• What is required:
Write out the material in full, matching each line exactly.

• Information supplied:
******

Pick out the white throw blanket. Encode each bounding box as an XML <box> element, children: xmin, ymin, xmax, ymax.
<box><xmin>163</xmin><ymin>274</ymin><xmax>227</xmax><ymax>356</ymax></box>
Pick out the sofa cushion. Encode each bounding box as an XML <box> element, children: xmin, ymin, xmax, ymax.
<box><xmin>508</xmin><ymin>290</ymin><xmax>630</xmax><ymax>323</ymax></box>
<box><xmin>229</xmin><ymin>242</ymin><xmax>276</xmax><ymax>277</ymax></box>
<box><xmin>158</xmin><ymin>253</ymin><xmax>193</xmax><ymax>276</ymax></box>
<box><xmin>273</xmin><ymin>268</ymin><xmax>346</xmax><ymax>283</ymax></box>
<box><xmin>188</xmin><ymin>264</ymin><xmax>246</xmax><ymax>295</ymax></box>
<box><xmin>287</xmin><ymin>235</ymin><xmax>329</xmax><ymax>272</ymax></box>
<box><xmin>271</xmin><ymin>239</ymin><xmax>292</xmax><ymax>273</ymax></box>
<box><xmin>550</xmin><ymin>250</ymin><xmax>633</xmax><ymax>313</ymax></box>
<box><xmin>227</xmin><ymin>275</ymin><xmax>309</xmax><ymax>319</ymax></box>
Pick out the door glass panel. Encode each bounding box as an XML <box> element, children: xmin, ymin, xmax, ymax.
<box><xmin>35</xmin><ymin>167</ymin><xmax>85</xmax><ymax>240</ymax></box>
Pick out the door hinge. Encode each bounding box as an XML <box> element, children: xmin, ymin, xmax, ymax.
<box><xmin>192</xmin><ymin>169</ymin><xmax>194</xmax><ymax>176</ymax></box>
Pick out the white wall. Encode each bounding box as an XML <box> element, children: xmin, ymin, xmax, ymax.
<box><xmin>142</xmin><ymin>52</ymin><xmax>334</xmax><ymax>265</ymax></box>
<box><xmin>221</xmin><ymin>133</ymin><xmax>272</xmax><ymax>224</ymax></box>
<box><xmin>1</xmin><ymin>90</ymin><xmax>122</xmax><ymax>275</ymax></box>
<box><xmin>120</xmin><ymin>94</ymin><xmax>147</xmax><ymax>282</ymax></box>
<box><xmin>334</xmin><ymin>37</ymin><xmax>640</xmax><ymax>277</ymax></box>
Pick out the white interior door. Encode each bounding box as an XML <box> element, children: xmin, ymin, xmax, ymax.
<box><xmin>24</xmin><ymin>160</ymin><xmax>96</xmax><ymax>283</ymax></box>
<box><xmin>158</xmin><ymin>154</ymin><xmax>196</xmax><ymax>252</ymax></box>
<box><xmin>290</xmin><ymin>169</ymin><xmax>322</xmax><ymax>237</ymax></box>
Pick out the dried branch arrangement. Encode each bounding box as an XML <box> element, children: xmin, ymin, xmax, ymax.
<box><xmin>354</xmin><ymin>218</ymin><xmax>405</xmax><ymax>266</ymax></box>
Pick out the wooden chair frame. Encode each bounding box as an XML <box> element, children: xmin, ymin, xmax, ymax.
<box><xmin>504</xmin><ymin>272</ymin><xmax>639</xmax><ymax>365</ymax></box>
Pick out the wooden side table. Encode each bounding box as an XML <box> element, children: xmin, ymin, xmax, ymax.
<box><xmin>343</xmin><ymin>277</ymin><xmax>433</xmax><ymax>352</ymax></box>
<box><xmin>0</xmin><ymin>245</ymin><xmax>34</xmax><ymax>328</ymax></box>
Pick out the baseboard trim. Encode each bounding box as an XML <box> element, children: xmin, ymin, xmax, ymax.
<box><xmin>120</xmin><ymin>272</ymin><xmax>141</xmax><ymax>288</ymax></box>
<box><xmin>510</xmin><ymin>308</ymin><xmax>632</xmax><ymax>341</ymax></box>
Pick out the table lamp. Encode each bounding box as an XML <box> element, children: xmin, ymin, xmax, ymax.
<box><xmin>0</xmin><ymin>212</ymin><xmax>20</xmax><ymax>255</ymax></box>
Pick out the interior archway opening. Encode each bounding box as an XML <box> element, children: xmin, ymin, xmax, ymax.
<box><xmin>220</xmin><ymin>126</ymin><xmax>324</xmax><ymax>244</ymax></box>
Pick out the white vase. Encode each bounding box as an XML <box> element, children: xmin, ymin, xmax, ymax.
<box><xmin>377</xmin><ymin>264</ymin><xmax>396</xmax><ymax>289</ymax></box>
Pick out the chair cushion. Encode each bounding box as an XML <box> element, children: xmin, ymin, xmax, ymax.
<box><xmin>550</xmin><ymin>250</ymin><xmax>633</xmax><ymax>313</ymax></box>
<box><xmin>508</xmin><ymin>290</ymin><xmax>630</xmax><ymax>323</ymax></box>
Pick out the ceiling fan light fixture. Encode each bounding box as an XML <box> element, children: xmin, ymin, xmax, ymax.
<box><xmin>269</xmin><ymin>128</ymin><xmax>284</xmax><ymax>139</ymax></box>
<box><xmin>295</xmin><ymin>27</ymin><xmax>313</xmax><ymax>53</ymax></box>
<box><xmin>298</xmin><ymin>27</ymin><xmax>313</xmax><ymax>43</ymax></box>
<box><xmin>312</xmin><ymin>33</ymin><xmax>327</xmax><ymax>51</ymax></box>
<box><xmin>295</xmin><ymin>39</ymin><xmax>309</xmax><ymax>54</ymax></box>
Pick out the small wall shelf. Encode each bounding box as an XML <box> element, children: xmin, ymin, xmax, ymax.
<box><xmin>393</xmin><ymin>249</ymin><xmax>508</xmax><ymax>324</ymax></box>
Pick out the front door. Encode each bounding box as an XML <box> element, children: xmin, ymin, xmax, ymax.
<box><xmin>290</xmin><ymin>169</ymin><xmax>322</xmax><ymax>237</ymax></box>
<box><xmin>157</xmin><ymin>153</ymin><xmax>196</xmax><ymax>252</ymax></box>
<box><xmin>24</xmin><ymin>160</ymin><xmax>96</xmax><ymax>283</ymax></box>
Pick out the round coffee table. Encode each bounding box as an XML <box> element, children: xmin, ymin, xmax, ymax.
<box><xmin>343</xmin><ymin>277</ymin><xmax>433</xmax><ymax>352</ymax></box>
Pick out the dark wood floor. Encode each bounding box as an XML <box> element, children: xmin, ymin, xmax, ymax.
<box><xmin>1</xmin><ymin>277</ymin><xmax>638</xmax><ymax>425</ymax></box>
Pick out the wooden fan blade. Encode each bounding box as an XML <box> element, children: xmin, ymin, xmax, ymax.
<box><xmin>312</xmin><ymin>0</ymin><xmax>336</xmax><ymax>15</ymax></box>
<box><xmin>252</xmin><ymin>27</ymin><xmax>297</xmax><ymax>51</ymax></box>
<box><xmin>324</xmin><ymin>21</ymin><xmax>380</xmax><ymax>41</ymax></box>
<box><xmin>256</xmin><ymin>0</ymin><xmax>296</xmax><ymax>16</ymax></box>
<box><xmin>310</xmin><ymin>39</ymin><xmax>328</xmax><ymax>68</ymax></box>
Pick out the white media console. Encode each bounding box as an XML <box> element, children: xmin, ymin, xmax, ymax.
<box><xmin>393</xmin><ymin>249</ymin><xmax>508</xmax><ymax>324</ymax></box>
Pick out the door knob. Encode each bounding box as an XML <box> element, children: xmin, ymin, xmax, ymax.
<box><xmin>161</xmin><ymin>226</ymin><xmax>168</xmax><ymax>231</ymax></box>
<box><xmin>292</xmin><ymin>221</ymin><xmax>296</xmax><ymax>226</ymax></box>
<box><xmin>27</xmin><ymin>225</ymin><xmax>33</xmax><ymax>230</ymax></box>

******

• Result:
Pick out the white throw blanket. Encode each bounding box as an XML <box> element, children: xmin, ymin, xmax, ymax.
<box><xmin>163</xmin><ymin>274</ymin><xmax>227</xmax><ymax>356</ymax></box>
Pick out the sofa cushion. Encode each bounding box as an XML <box> element, children: xmin, ymin, xmax, ymax.
<box><xmin>508</xmin><ymin>290</ymin><xmax>630</xmax><ymax>323</ymax></box>
<box><xmin>229</xmin><ymin>242</ymin><xmax>276</xmax><ymax>277</ymax></box>
<box><xmin>158</xmin><ymin>253</ymin><xmax>193</xmax><ymax>276</ymax></box>
<box><xmin>273</xmin><ymin>268</ymin><xmax>346</xmax><ymax>283</ymax></box>
<box><xmin>188</xmin><ymin>264</ymin><xmax>246</xmax><ymax>295</ymax></box>
<box><xmin>287</xmin><ymin>235</ymin><xmax>329</xmax><ymax>272</ymax></box>
<box><xmin>271</xmin><ymin>239</ymin><xmax>292</xmax><ymax>273</ymax></box>
<box><xmin>550</xmin><ymin>250</ymin><xmax>633</xmax><ymax>313</ymax></box>
<box><xmin>227</xmin><ymin>275</ymin><xmax>309</xmax><ymax>319</ymax></box>
Pick out the door glass panel. Encode each bounding box as an XML <box> element, children: xmin, ymin, xmax, ymax.
<box><xmin>35</xmin><ymin>167</ymin><xmax>85</xmax><ymax>240</ymax></box>
Pick out the door hinge. Encode each bounding box as an XML <box> element, children: xmin, ymin, xmax, ymax.
<box><xmin>192</xmin><ymin>169</ymin><xmax>194</xmax><ymax>176</ymax></box>
Pick out the white wall. Encode each bounding box as an XML <box> element, children: xmin, ymin, xmax, ymax.
<box><xmin>142</xmin><ymin>52</ymin><xmax>334</xmax><ymax>265</ymax></box>
<box><xmin>221</xmin><ymin>133</ymin><xmax>272</xmax><ymax>224</ymax></box>
<box><xmin>1</xmin><ymin>90</ymin><xmax>122</xmax><ymax>275</ymax></box>
<box><xmin>120</xmin><ymin>94</ymin><xmax>147</xmax><ymax>282</ymax></box>
<box><xmin>334</xmin><ymin>37</ymin><xmax>640</xmax><ymax>277</ymax></box>
Pick out the white interior door. Encode each bounding box as an XML <box> element, children: xmin, ymin, xmax, ymax.
<box><xmin>24</xmin><ymin>160</ymin><xmax>96</xmax><ymax>283</ymax></box>
<box><xmin>158</xmin><ymin>154</ymin><xmax>196</xmax><ymax>252</ymax></box>
<box><xmin>290</xmin><ymin>169</ymin><xmax>322</xmax><ymax>237</ymax></box>
Pick out the dried branch arrangement. Encode each bounding box as an XML <box> element, children: xmin, ymin, xmax, ymax.
<box><xmin>354</xmin><ymin>218</ymin><xmax>405</xmax><ymax>266</ymax></box>
Pick out the wooden chair frame. Encode each bounding box as an XML <box> element, children: xmin, ymin, xmax, ymax.
<box><xmin>504</xmin><ymin>272</ymin><xmax>639</xmax><ymax>365</ymax></box>
Pick out the wooden side table. Encode each bounding box as an XML <box> element, children: xmin, ymin, xmax, ymax.
<box><xmin>343</xmin><ymin>277</ymin><xmax>433</xmax><ymax>352</ymax></box>
<box><xmin>0</xmin><ymin>245</ymin><xmax>34</xmax><ymax>328</ymax></box>
Pick out the baseboard trim. Encode each bounding box as an XML <box> element, children: xmin, ymin, xmax, ymax.
<box><xmin>120</xmin><ymin>272</ymin><xmax>141</xmax><ymax>288</ymax></box>
<box><xmin>510</xmin><ymin>308</ymin><xmax>632</xmax><ymax>341</ymax></box>
Pick out the table lamp. Encode each bounding box as an XML <box> element, children: xmin, ymin, xmax, ymax.
<box><xmin>0</xmin><ymin>212</ymin><xmax>20</xmax><ymax>255</ymax></box>
Pick out the interior archway opening. Encode each bounding box as an XML <box> element, children: xmin, ymin, xmax, ymax.
<box><xmin>220</xmin><ymin>126</ymin><xmax>324</xmax><ymax>244</ymax></box>
Pick out the white vase. Encode each bounding box as an XML <box> element, children: xmin, ymin, xmax, ymax.
<box><xmin>377</xmin><ymin>264</ymin><xmax>396</xmax><ymax>289</ymax></box>
Pick out the chair cushion. Encode each bounding box as an XML <box> element, children: xmin, ymin, xmax, ymax.
<box><xmin>550</xmin><ymin>250</ymin><xmax>633</xmax><ymax>313</ymax></box>
<box><xmin>508</xmin><ymin>290</ymin><xmax>630</xmax><ymax>323</ymax></box>
Pick out the ceiling fan light fixture. Encode each bounding box as an XML <box> element, children: xmin, ymin, xmax, ymax.
<box><xmin>269</xmin><ymin>128</ymin><xmax>284</xmax><ymax>139</ymax></box>
<box><xmin>295</xmin><ymin>27</ymin><xmax>313</xmax><ymax>53</ymax></box>
<box><xmin>298</xmin><ymin>27</ymin><xmax>313</xmax><ymax>43</ymax></box>
<box><xmin>312</xmin><ymin>33</ymin><xmax>327</xmax><ymax>51</ymax></box>
<box><xmin>295</xmin><ymin>39</ymin><xmax>309</xmax><ymax>54</ymax></box>
Pick out the small wall shelf. Encode each bounding box as an XML <box> element, children: xmin, ymin, xmax, ymax.
<box><xmin>393</xmin><ymin>249</ymin><xmax>508</xmax><ymax>324</ymax></box>
Pick out the front door. Encode each bounding box as an XML <box> element, children: xmin, ymin, xmax, ymax.
<box><xmin>290</xmin><ymin>169</ymin><xmax>322</xmax><ymax>237</ymax></box>
<box><xmin>157</xmin><ymin>153</ymin><xmax>196</xmax><ymax>252</ymax></box>
<box><xmin>24</xmin><ymin>160</ymin><xmax>96</xmax><ymax>283</ymax></box>
Pick out the round coffee table. Encode each bounding box as an XML <box> element, children: xmin, ymin, xmax, ymax.
<box><xmin>343</xmin><ymin>277</ymin><xmax>433</xmax><ymax>352</ymax></box>
Pick out the dark wood floor. Encode each bounding box as an XML <box> element, children: xmin, ymin, xmax, ymax.
<box><xmin>1</xmin><ymin>277</ymin><xmax>638</xmax><ymax>425</ymax></box>
Pick out the wooden fan blade. Encode each bounding box as an XML <box> element, children: xmin, ymin, xmax, ymax.
<box><xmin>312</xmin><ymin>0</ymin><xmax>336</xmax><ymax>15</ymax></box>
<box><xmin>252</xmin><ymin>27</ymin><xmax>297</xmax><ymax>51</ymax></box>
<box><xmin>324</xmin><ymin>21</ymin><xmax>380</xmax><ymax>41</ymax></box>
<box><xmin>256</xmin><ymin>0</ymin><xmax>296</xmax><ymax>16</ymax></box>
<box><xmin>310</xmin><ymin>39</ymin><xmax>328</xmax><ymax>68</ymax></box>
Pick out the white media console. Encode each bounding box as an XML <box> element, children: xmin, ymin, xmax, ymax.
<box><xmin>393</xmin><ymin>249</ymin><xmax>508</xmax><ymax>324</ymax></box>
Pick out the door knob. Encode each bounding box as an XML <box> element, children: xmin, ymin, xmax, ymax.
<box><xmin>161</xmin><ymin>226</ymin><xmax>168</xmax><ymax>231</ymax></box>
<box><xmin>292</xmin><ymin>221</ymin><xmax>296</xmax><ymax>226</ymax></box>
<box><xmin>27</xmin><ymin>225</ymin><xmax>33</xmax><ymax>230</ymax></box>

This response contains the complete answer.